▶ **Task 1**: In the worked solution, what values of p and q are found?
▶ **Task 2**: Reproduce the part of the worked solution that opens with the words containing "Since p − q" and closes with "Option 4: 63.".
▶ **Task 3**: Which products make up the coefficient of x² in the worked solution? List every one.

▶ **Page**:
If the coefficients of $$x$$ and $$x^2$$ in $$(1 + x)^p(1 - x)^q$$ are 4 and -5 respectively, then $$2p + 3q$$ is equal to

To determine 2p + 3q, consider the expansion of (1+x)p (1−x)q up to the x² term, given that the coefficient of x is 4 and that of x² is −5.

Using the binomial theorem gives $$(1+x)^p = 1 + px + \frac{p(p-1)}{2}x^2 + \cdots$$ $$(1-x)^q = 1 - qx + \frac{q(q-1)}{2}x^2 + \cdots$$ Multiplying these series and collecting terms up to x² leads to an x-coefficient of $$p \cdot 1 + 1 \cdot (-q) = p - q,$$ so $$p - q = 4.$$

The coefficient of x² arises from three contributions: $$\frac{p(p-1)}{2} \cdot 1 + p \cdot (-q) + 1 \cdot \frac{q(q-1)}{2} = \frac{p(p-1)}{2} - pq + \frac{q(q-1)}{2} = \frac{p^2 - p + q^2 - q - 2pq}{2} = \frac{(p-q)^2 - (p+q)}{2},$$ and this must equal −5: $$\frac{(p-q)^2 - (p+q)}{2} = -5.$$

Since p − q = 4 implies (p − q)² = 16, substitution gives $$\frac{16 - (p+q)}{2} = -5 \quad\Longrightarrow\quad 16 - (p+q) = -10 \quad\Longrightarrow\quad p + q = 26.$$

Solving the system $$p - q = 4$$ $$p + q = 26$$ by addition gives 2p = 30, hence p = 15, and by subtraction gives 2q = 22, hence q = 11. Substituting these into 2p + 3q yields $$2p + 3q = 2(15) + 3(11) = 30 + 33 = 63.$$

The correct answer is Option 4: 63.

▶ **Information shown**:

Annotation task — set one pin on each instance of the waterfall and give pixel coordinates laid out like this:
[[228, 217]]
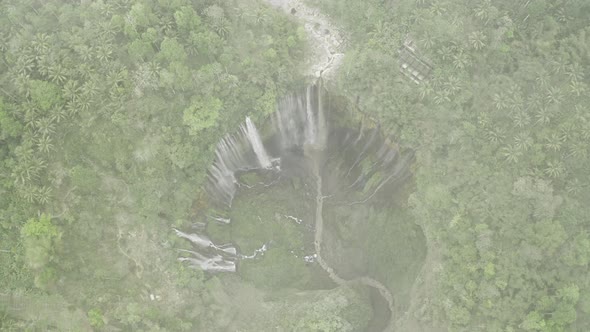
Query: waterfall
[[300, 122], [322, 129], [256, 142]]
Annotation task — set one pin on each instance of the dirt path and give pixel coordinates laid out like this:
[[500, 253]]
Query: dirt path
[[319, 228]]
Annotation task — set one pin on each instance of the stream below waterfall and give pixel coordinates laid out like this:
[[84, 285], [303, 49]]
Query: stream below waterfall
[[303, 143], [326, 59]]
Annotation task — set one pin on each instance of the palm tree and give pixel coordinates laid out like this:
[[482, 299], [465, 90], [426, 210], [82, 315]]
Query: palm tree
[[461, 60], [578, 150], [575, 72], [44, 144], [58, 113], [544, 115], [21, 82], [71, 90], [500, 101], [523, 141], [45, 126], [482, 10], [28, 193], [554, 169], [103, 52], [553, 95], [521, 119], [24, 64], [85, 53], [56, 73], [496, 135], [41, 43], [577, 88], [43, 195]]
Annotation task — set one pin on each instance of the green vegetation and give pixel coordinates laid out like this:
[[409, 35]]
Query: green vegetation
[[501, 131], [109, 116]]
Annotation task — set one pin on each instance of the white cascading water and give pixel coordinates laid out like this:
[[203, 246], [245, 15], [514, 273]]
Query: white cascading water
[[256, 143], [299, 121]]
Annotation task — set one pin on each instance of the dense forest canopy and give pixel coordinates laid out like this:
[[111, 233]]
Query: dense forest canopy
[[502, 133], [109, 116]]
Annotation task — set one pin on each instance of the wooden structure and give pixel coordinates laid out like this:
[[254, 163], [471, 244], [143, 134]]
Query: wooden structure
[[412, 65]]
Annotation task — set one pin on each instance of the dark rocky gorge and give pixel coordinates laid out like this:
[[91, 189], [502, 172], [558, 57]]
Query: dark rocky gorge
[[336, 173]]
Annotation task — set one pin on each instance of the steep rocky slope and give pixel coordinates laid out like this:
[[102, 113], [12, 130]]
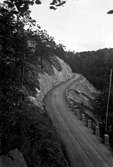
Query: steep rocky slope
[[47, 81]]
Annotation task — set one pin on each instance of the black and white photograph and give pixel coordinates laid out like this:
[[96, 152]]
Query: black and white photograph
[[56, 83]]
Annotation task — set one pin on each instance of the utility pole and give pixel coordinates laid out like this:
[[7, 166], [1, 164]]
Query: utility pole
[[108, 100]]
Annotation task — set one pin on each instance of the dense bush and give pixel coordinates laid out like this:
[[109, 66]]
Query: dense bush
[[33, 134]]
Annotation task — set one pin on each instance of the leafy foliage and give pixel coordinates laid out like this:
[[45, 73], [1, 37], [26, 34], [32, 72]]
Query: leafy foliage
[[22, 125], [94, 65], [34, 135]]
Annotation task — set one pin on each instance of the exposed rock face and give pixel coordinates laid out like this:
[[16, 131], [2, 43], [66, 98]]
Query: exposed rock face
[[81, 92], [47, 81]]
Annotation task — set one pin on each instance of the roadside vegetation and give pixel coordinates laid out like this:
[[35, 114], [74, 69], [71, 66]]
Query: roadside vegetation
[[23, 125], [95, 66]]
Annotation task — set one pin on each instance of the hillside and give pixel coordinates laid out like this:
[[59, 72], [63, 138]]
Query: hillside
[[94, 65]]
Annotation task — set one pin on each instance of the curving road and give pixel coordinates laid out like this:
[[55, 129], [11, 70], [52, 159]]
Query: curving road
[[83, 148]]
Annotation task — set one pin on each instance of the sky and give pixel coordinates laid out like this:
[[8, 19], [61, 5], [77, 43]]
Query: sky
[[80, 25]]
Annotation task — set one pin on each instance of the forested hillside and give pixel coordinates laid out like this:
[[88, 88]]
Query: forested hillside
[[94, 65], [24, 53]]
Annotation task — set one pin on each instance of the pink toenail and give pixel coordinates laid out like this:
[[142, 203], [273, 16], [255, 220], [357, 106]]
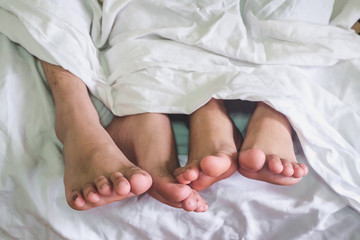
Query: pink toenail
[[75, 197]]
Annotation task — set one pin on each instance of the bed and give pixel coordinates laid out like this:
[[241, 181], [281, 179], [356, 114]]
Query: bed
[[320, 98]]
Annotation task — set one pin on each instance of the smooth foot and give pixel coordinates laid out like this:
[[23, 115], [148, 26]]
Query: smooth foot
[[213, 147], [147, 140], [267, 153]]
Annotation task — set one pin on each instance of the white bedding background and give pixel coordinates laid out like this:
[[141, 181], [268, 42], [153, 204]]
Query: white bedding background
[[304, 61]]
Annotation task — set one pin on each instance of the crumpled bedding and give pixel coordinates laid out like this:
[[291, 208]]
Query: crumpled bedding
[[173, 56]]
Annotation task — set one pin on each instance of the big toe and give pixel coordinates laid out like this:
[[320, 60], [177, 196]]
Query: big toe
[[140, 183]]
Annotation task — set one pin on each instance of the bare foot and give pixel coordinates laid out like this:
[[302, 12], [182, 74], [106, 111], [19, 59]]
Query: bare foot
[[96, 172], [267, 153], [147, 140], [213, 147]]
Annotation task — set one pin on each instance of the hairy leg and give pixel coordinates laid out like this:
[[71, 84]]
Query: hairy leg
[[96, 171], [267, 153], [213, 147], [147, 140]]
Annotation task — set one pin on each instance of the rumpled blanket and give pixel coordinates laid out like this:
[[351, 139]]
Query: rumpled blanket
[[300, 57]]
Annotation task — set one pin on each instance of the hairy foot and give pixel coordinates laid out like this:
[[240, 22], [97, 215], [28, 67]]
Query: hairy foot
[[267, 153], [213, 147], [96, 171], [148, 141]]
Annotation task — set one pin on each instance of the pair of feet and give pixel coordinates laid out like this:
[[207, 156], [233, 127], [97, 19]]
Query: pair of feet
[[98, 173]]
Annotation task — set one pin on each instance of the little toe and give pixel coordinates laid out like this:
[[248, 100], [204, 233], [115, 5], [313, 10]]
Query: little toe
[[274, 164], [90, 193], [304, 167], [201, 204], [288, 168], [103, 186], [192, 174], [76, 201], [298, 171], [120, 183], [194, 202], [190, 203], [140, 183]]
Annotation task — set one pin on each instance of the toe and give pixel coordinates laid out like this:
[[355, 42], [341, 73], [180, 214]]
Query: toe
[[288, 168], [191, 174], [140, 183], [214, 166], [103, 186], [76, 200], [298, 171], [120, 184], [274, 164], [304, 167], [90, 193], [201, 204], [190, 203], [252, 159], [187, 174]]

▶ **Final answer 1**: p = 15 and q = 11.

▶ **Final answer 2**:
Since p − q = 4 implies (p − q)² = 16, substitution gives $$\frac{16 - (p+q)}{2} = -5 \quad\Longrightarrow\quad 16 - (p+q) = -10 \quad\Longrightarrow\quad p + q = 26.$$

Solving the system $$p - q = 4$$ $$p + q = 26$$ by addition gives 2p = 30, hence p = 15, and by subtraction gives 2q = 22, hence q = 11. Substituting these into 2p + 3q yields $$2p + 3q = 2(15) + 3(11) = 30 + 33 = 63.$$

The correct answer is Option 4: 63.

▶ **Final answer 3**:
- p(p − 1)/2 · 1
- p · (−q)
- 1 · q(q − 1)/2